Named object pointing entries
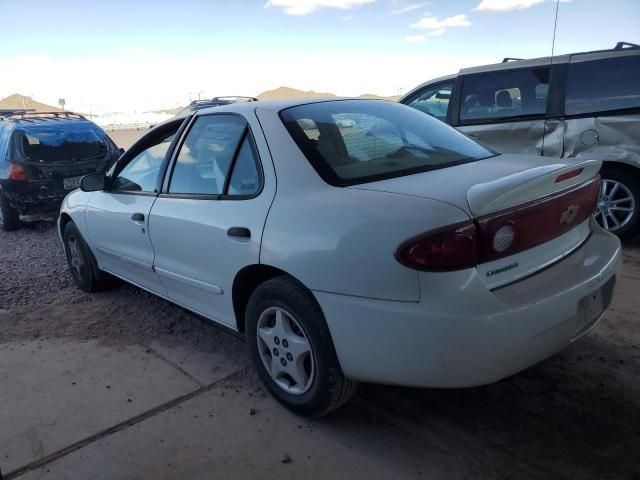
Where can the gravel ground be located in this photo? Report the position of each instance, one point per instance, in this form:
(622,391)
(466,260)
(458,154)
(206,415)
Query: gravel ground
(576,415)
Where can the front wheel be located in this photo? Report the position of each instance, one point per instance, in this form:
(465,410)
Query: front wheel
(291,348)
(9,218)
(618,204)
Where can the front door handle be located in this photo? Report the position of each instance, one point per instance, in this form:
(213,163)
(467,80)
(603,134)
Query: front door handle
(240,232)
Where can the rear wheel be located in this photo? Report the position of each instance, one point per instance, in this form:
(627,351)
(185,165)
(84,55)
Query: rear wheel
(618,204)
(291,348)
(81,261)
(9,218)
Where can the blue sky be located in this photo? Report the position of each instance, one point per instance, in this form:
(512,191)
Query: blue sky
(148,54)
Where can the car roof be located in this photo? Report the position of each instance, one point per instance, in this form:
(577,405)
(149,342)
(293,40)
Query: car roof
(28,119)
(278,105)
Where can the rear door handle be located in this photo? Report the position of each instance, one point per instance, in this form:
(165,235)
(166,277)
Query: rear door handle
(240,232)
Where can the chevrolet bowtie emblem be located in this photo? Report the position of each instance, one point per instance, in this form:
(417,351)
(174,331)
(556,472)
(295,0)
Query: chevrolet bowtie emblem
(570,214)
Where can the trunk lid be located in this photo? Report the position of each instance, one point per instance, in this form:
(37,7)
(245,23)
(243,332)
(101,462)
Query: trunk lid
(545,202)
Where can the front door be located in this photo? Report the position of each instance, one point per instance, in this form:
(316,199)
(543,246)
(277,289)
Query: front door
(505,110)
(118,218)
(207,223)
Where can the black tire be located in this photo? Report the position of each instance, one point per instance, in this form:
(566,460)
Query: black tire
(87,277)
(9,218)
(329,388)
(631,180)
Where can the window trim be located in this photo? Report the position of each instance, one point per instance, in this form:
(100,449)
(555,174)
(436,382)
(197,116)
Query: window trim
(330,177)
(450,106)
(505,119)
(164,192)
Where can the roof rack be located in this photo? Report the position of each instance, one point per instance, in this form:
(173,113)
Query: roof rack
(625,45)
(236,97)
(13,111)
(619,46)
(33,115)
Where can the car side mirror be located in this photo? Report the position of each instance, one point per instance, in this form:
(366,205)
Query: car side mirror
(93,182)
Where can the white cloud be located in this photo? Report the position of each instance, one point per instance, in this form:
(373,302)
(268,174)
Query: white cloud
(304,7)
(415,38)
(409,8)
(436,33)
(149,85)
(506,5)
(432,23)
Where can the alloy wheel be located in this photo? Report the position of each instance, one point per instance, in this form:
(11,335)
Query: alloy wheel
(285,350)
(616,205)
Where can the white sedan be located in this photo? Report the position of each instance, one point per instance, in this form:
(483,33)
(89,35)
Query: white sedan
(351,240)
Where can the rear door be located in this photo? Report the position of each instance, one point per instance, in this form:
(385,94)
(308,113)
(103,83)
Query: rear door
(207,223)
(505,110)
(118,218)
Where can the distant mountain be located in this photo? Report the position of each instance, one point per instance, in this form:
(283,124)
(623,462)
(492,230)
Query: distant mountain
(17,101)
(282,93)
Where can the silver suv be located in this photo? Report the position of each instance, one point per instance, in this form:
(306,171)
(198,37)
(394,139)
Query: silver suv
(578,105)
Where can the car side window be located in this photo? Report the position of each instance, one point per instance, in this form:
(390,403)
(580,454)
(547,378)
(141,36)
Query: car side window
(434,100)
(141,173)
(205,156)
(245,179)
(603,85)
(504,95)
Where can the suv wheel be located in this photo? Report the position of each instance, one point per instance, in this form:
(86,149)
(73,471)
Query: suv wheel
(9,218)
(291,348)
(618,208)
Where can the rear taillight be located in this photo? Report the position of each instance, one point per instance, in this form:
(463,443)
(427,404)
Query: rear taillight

• **Exercise task**: Output a faithful copy of the data, with each picture left out.

• **Finished exercise**:
Where can the gravel ground be located in this photo? Report the position of each instance, one point per instance, in this form:
(622,391)
(466,260)
(458,154)
(206,415)
Query: gravel ground
(576,415)
Where can the front wheel be located in this photo? Report the position of each instance, one point per instance, in this form:
(465,410)
Query: front wheel
(291,348)
(9,218)
(618,204)
Where can the front door handle be located in this photo? Report the position of each instance, one point per instance, in this form:
(213,163)
(467,80)
(603,134)
Query: front door handle
(240,232)
Where can the rear wheel be located in this photo? Report the position of each instance, one point per instance, in this form:
(627,351)
(185,165)
(84,55)
Query: rear wheel
(618,204)
(291,348)
(81,261)
(9,218)
Where can the blue sky be located in this photo? Report the position of each instance, one point per instance, in this form:
(512,191)
Query: blue sky
(148,54)
Where can the car roof be located in this photo? Report the position of each instance, one point per instance, in this form:
(577,405)
(149,342)
(293,40)
Query: car roof
(28,119)
(278,105)
Where can the rear door handle be located in this photo? Report the position of each instance, one point per instance, in this form:
(165,235)
(166,277)
Query: rear door handle
(240,232)
Where can the chevrolet bowtie emblem be located in this photo? Report the position of each instance, one point per instance, in this form:
(417,351)
(174,331)
(556,472)
(295,0)
Query: chevrolet bowtie emblem
(570,214)
Where can the trunk lid be located in this photo? Report the position of each instance, one point per instance, in this form:
(37,7)
(245,23)
(243,332)
(101,462)
Query: trunk lid
(545,202)
Where can the front door be located in this photo? Report the position of each instance, one point per instance, in this form:
(316,199)
(543,246)
(277,289)
Query: front door
(505,110)
(118,218)
(207,223)
Where can the black tire be located in this photo? Report the position of each instance, one point per instance, in this form:
(566,460)
Query: black tire
(87,277)
(9,218)
(329,388)
(631,180)
Where can the window trim be located in this photo? Report the position of each instance, one point per instance, in this form:
(100,449)
(555,174)
(436,382)
(197,116)
Query: window trim
(330,177)
(450,106)
(505,119)
(164,192)
Where can the roof rack be located in this photo? Report the position of each instance, one point per instance, in this form:
(173,113)
Query: roof rack
(625,45)
(236,97)
(13,111)
(619,46)
(33,115)
Where can the car side mirror be located in this photo? Report the position of each instance, one point per instance, in this form:
(366,205)
Query: car side mirror
(93,182)
Where can the white cloud be located in this photo? Report the position of each instance, one point per instance, in this form:
(373,302)
(268,174)
Query: white cloud
(304,7)
(415,38)
(409,8)
(436,33)
(149,85)
(506,5)
(432,23)
Where can the alloy wheel be located in this photo? Report the position of each instance, one point per instance, in this form:
(11,335)
Query: alloy wheel
(285,350)
(616,205)
Where can the white sedan be located in this photo? Report the position of each instance, one point per instance, in this form:
(483,33)
(89,35)
Query: white sedan
(351,240)
Where can the rear door be located in this photo? Report the position of each instance, one point per instance, in this form:
(385,94)
(308,113)
(103,83)
Query: rear door
(207,223)
(505,110)
(118,218)
Where can the distant mountain be located in this photo? Report the position of each instance, one point per instance, in this form:
(283,124)
(623,462)
(492,230)
Query: distant mountain
(17,101)
(282,93)
Where can the silver suv be located in this photo? Report the position of each instance, one point per instance, in this form:
(306,171)
(198,37)
(394,139)
Query: silver suv
(578,105)
Where can the car side window be located in this photo? Report the position of each instance, one point per instance, in this form:
(390,403)
(580,454)
(547,378)
(141,36)
Query: car side window
(434,100)
(141,173)
(205,156)
(245,179)
(603,85)
(504,95)
Where can the suv wheel be located in this photo? Report the position of each instance, one point per instance, in this form:
(86,149)
(73,471)
Query: suv wheel
(9,218)
(291,348)
(618,208)
Where can the rear taillight be located in this photo? Report the position of each instance, one point per instance, in this form:
(463,443)
(427,404)
Query: rear taillight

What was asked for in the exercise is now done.